SOURCE PASSAGE
********************

Martin Arnold reports from Frankfurt:

Sentiment among eurozone investors worsened in February for the first time in four months as concerns about the outbreak of coronavirus in China weighed on the economic outlook, according to a closely-watched survey.

However, the fall in the German-based Sentix survey of investors from 7.6 in January to 5.2 in February was less than expected by most economists surveyed by Reuters.

A positive score indicates a larger proportion of institutional and private investors reported a good economic situation than those who said it was bad.

“The outbreak of the coronavirus and the subsequent drastic measures taken by the Chinese government cast a shadow over the economic outlook,” said Manfred Hübner, the head of Sentix. “Fortunately, so far the effect is limited.”

Economists worry that the disruption caused by the coronavirus will hit not only the Chinese economy, but also global supply chains. Executives at carmakers and motor parts suppliers have already warned that plants in Europe and the US are only weeks away from being forced to close because of the coronavirus disruption.

“Together with recent weak data from the manufacturing sector, the slide in confidence confirms that the eurozone’s economic outlook is set to remain subdued in the short-term, and vulnerable to further fallout from the outbreak,” said Maddalena Martini, eurozone economist at Oxford Economics.

Neil Shearing, chief economist at Capital Economics, cut his forecast for first-quarter Chinese growth from 5 per cent to 3 per cent. “The inherent uncertainty surrounding the spread of the virus makes it virtually impossible to quantify the wider impact on the world economy,” said Mr Shearing.

“But China’s role at the centre of global supply chains increases the likelihood that the disruption spreads to other countries,” he said. “Economies in Emerging Asia look most vulnerable, as do firms operating in both the tech and electronics sectors.”

********************

WORK INSTRUCTIONS
Summarize the report on eurozone investor sentiment in two sentences. The listing that comes next is separate material unrelated to the report.

AVAILABLE DATA
********************

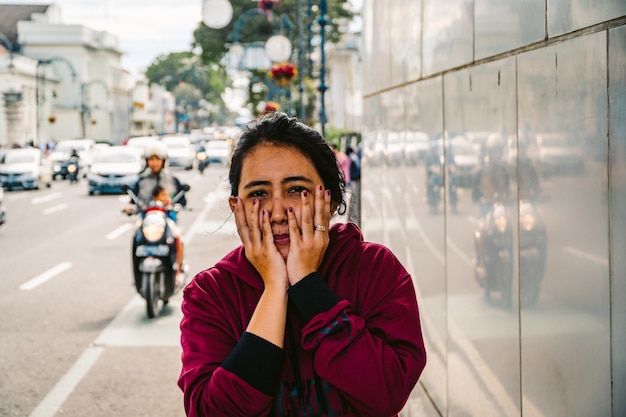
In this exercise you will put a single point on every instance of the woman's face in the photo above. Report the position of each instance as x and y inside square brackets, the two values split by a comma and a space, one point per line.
[276, 176]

********************

OUTPUT BELOW
Eurozone investor sentiment worsened in February for the first time in four months, as the Sentix survey fell from 7.6 to 5.2 amid concerns about the coronavirus outbreak in China, though the drop was smaller than most economists expected. Economists worried that the disruption could spread through global supply chains, and Capital Economics cut its forecast for first-quarter Chinese growth from 5 percent to 3 percent.